── Data supplied ──

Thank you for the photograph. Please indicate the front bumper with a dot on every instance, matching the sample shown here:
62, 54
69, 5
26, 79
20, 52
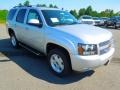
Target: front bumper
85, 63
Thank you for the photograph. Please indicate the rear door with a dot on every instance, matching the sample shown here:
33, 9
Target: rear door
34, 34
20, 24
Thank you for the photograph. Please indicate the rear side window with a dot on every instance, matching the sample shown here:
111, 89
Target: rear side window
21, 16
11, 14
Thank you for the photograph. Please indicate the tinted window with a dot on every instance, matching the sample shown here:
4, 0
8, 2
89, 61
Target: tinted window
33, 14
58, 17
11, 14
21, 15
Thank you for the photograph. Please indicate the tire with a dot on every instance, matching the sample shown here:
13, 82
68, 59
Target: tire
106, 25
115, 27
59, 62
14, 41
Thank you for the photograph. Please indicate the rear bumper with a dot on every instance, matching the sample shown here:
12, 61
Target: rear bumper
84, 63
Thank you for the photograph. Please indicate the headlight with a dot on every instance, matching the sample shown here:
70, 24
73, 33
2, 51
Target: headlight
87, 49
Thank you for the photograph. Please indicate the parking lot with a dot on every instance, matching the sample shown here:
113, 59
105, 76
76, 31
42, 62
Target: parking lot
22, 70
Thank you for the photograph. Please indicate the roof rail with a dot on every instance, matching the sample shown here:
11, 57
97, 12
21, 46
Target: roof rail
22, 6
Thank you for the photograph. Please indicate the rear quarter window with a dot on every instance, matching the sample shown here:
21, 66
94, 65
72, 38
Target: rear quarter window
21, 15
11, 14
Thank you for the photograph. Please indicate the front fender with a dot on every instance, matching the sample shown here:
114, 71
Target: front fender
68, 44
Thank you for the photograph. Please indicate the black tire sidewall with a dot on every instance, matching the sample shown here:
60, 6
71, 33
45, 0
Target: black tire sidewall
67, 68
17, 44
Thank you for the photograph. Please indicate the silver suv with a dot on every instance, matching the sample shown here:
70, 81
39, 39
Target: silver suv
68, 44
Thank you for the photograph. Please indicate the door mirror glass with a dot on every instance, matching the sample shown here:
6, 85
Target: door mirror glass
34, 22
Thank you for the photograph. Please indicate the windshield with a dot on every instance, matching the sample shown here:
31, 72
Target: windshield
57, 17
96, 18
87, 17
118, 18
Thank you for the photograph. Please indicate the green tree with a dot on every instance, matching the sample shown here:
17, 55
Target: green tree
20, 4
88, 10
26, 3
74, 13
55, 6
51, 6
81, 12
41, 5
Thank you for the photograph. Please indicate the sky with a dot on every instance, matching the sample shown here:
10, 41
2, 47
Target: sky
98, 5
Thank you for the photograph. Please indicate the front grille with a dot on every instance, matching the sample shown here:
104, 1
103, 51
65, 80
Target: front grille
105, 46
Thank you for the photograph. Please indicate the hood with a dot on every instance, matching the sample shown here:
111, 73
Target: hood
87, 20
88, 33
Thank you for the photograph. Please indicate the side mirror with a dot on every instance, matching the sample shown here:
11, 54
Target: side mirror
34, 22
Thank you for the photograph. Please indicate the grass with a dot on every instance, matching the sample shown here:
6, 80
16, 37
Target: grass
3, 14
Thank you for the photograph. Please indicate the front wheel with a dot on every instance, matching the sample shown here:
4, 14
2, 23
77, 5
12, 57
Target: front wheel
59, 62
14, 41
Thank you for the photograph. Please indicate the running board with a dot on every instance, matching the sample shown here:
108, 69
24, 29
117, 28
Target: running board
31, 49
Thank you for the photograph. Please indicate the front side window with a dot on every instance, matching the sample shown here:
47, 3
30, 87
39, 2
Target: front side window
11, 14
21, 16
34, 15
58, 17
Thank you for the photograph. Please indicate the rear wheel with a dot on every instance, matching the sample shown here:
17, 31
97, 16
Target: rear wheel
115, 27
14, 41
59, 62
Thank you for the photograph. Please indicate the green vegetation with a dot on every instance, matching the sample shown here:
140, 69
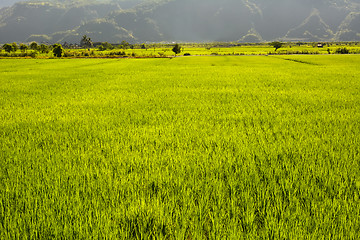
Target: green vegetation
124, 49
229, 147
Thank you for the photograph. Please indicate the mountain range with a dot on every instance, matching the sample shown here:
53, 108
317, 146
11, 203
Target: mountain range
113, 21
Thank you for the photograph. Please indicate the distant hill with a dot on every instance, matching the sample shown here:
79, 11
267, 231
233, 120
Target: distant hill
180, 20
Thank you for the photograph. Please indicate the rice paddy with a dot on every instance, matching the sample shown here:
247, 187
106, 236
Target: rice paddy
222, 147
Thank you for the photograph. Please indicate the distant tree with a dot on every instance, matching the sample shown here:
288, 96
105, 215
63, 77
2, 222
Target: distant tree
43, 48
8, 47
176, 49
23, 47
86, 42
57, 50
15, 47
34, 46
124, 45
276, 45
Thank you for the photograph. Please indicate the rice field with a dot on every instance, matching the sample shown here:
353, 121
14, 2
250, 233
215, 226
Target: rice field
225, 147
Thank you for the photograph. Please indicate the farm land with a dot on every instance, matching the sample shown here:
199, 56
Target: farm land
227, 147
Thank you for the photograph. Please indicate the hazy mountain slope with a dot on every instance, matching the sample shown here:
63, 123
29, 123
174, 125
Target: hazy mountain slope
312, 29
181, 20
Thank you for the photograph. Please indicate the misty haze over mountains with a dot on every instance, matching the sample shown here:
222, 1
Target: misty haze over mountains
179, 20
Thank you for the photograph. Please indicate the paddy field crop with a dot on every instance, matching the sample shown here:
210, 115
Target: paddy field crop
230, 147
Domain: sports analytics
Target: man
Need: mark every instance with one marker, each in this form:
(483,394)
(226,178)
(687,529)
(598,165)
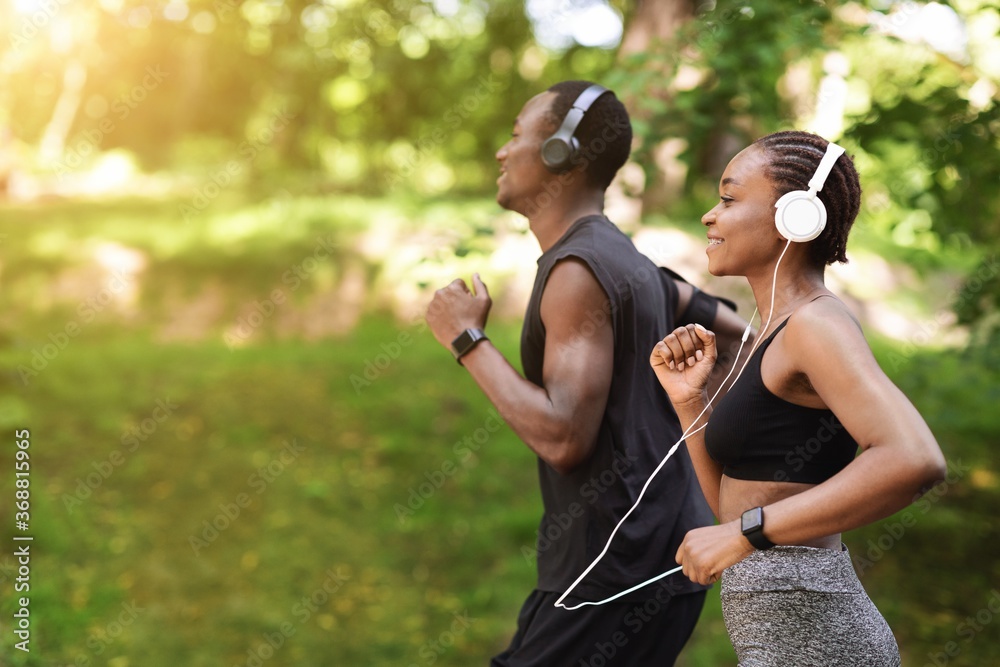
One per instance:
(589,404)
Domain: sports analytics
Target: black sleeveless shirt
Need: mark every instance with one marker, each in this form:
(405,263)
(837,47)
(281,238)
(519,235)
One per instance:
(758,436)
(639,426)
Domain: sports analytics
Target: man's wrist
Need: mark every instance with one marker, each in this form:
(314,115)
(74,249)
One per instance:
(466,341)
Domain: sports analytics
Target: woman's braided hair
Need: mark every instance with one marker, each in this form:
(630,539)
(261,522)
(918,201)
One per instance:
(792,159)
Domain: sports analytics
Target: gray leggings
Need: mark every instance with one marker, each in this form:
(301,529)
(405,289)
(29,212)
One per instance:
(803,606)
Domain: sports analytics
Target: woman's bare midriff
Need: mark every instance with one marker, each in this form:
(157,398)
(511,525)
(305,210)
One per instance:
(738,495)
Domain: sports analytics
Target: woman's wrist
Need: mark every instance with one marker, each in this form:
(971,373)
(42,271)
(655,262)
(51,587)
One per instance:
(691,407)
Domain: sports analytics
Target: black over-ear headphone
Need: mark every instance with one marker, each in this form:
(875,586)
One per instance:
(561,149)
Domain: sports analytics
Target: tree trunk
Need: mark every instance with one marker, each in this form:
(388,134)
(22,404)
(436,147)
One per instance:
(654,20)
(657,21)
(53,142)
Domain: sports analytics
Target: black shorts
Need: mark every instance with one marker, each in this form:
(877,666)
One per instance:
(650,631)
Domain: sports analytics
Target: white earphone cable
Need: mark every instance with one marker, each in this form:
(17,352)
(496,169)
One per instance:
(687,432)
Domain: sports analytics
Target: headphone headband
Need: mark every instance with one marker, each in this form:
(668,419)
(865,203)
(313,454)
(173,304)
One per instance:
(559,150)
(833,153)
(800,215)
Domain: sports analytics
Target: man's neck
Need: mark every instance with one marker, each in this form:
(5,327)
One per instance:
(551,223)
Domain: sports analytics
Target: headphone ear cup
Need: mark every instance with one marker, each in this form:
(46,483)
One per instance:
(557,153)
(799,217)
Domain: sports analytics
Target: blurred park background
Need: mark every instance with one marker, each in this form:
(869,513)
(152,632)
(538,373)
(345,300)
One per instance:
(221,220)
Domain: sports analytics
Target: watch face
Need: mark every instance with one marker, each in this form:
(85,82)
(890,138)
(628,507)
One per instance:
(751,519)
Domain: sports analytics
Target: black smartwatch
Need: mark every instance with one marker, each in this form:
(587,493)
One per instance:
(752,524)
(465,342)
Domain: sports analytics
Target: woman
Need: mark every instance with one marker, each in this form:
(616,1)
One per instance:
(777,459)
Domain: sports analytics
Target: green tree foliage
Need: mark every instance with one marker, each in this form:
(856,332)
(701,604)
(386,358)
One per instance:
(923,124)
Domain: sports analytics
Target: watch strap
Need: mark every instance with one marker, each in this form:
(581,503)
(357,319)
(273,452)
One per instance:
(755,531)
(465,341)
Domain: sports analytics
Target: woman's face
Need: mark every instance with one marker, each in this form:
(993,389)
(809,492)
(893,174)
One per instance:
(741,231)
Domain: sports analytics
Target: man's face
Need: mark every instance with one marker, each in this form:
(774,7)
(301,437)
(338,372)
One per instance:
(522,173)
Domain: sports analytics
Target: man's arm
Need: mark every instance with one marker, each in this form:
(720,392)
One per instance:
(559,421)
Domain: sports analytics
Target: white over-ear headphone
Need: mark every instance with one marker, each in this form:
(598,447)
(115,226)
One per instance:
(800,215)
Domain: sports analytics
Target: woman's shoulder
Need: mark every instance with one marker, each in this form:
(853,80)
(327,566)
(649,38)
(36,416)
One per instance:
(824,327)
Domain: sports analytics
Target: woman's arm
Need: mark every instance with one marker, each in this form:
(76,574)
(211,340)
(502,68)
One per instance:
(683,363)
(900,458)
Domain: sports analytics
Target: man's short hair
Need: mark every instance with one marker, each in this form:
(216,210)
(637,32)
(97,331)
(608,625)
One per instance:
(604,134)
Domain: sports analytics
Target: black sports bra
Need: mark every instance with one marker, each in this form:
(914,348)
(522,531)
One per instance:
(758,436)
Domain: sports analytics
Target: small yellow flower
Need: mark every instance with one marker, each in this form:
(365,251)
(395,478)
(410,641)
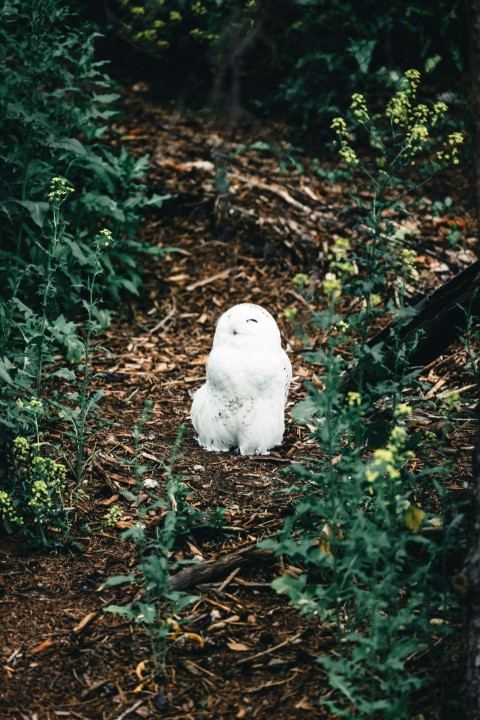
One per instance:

───

▶ [Exercise details]
How many of the lines above contain the word "hair"? Give the number alone.

▶ [Written reply]
2